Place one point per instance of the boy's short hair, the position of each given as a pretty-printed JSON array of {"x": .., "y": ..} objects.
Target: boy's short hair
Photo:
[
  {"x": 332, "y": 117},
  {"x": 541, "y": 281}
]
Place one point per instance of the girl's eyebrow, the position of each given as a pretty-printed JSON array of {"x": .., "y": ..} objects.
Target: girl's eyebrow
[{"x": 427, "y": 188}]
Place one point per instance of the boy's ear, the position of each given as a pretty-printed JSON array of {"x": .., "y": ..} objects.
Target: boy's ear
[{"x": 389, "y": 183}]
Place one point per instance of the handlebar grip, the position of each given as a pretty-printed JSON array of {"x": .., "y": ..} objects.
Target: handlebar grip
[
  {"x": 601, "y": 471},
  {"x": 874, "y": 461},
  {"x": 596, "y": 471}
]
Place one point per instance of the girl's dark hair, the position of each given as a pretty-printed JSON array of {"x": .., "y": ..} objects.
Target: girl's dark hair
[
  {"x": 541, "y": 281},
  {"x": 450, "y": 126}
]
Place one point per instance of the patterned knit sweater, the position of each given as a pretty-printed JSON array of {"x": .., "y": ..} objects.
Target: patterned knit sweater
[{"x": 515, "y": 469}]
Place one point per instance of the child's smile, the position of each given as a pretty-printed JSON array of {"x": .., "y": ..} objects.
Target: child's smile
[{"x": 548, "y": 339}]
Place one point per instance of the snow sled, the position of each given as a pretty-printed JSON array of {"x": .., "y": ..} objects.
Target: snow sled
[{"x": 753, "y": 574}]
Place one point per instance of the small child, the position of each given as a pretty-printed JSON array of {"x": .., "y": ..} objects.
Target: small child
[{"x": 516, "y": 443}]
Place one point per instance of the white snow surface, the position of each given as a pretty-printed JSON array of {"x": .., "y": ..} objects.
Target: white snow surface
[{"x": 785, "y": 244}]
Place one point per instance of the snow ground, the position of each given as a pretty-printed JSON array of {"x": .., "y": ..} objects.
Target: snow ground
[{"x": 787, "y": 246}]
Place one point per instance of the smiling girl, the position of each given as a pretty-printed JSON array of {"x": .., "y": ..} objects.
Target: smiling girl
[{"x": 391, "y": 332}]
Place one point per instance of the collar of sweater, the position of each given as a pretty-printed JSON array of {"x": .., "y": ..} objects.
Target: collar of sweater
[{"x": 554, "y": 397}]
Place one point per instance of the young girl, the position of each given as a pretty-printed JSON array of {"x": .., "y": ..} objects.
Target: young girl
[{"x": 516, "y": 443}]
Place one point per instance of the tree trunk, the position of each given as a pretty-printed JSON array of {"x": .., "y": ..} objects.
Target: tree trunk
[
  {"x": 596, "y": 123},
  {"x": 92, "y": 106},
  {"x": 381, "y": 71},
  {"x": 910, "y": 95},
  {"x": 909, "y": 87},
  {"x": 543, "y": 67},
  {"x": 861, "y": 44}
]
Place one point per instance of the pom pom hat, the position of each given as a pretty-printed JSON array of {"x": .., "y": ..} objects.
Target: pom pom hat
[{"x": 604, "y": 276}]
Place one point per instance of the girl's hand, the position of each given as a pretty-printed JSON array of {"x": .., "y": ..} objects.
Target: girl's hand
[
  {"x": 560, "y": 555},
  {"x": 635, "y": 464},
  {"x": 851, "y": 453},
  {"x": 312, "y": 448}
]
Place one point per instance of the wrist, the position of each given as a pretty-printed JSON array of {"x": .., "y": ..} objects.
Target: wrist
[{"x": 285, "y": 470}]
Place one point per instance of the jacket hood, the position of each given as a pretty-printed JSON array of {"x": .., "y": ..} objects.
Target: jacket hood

» **Written exercise**
Copy the entire listing above line for line, with no change to any wording, number, or spacing.

» **Answer to this problem**
Place one point per instance of the boy's short hair, the position of each given as a pretty-printed JSON array of {"x": .., "y": ..} objects.
Target: boy's short hair
Photo:
[
  {"x": 332, "y": 117},
  {"x": 541, "y": 281}
]
Place one point per instance of the girl's eyebrow, the position of each given as a pretty-printed JSON array of {"x": .., "y": ..} objects.
Target: girl's eyebrow
[{"x": 427, "y": 188}]
Place one point per instance of the boy's ear, the position of each given as a pretty-printed JSON array of {"x": .., "y": ..} objects.
Target: boy's ear
[{"x": 389, "y": 183}]
Place one point per instance of the handlebar grip, the position of each given as a pretty-printed JSON array of {"x": .., "y": ..} objects.
Target: handlebar grip
[
  {"x": 601, "y": 471},
  {"x": 874, "y": 461},
  {"x": 596, "y": 471}
]
Place one point per instance of the girl's dark hair, the position of each given as a pretty-printed JSON array of {"x": .., "y": ..} objects.
Target: girl's dark hair
[
  {"x": 541, "y": 281},
  {"x": 450, "y": 126}
]
Place one point per instance of the patterned knit sweater, the position of each given as a pretty-printed JSON array of {"x": .., "y": ..} objects.
Target: patterned knit sweater
[{"x": 515, "y": 469}]
Place one point per instance of the child's smile, the position of each given as a pretty-printed JSON array of {"x": .., "y": ..} objects.
Target: child's smile
[{"x": 548, "y": 339}]
Place one point per instance of the snow sled, the position of each given as a pretty-printed JSON array of {"x": .., "y": ..} objects.
Target: snow sled
[{"x": 753, "y": 574}]
Place one point per instance of the small child, the position of each given as a pretty-printed JSON array of {"x": .., "y": ..} objects.
Target: small child
[{"x": 516, "y": 443}]
Place one point per instance of the white snow surface, the position of each given as a pretty-printed JSON array of {"x": .., "y": ..} objects.
Target: white snow surface
[{"x": 785, "y": 244}]
Place one point per instance of the snow ground, the position of each given as a pretty-printed JSON array of {"x": .., "y": ..} objects.
Target: snow ground
[{"x": 787, "y": 246}]
Place one point per instance of the smiling girl, the position of each given as a pretty-printed JSON array of {"x": .., "y": ..} objects.
Target: smiling girl
[{"x": 391, "y": 332}]
Place one point per instance of the collar of sweater, the position of each given as a pretty-printed JSON array of {"x": .., "y": ..} objects.
Target: collar of sweater
[{"x": 554, "y": 397}]
Place one point per instance of the young girl, the position of each given as a pretty-printed JSON array of {"x": .., "y": ..} objects.
Target: young girl
[{"x": 516, "y": 443}]
Place one point per instance of the tree trunk, the position of each given as a pretty-printed JSON array of {"x": .., "y": ..} objects.
Target: tree trunk
[
  {"x": 596, "y": 123},
  {"x": 92, "y": 106},
  {"x": 381, "y": 71},
  {"x": 910, "y": 95},
  {"x": 909, "y": 87},
  {"x": 543, "y": 67},
  {"x": 861, "y": 44}
]
Place one point per instance of the pom pom hat, the position of each given as a pretty-printed JSON array of {"x": .., "y": ..} objects.
Target: pom pom hat
[{"x": 604, "y": 276}]
Place one point per instance of the girl's hand, the position of each given as a pretty-printed JSON array of {"x": .., "y": ..} objects.
Target: girl's hand
[
  {"x": 560, "y": 555},
  {"x": 635, "y": 464},
  {"x": 851, "y": 453},
  {"x": 312, "y": 448}
]
Place one point per instance of the wrist, the position of each given as a pretty-printed JSON array of {"x": .., "y": ..} objects.
Target: wrist
[{"x": 285, "y": 470}]
Place one point per instance of the jacket hood, the position of each given as a pretty-printed JSON array of {"x": .., "y": ..} objects.
Target: jacket hood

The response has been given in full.